What you are asked to do — The records below need to be printed in full. Keep each one exact.

*** Data for review

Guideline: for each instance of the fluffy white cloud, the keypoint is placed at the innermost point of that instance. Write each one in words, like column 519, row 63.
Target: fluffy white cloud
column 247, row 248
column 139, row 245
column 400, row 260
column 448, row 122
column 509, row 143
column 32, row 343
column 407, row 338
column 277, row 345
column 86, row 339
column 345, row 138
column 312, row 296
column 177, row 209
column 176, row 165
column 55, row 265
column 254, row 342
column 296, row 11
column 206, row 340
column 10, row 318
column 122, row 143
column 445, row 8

******

Task answer —
Guideline: for each instance of the fluffy white cloud, the keypoint is placed at the innermost point of that instance. Write each one in words, like column 519, row 63.
Target: fluffy white cloud
column 247, row 248
column 139, row 245
column 400, row 260
column 448, row 122
column 509, row 143
column 32, row 343
column 407, row 338
column 277, row 345
column 86, row 339
column 345, row 138
column 312, row 296
column 177, row 209
column 176, row 165
column 55, row 265
column 254, row 342
column 296, row 11
column 206, row 340
column 10, row 318
column 122, row 143
column 445, row 8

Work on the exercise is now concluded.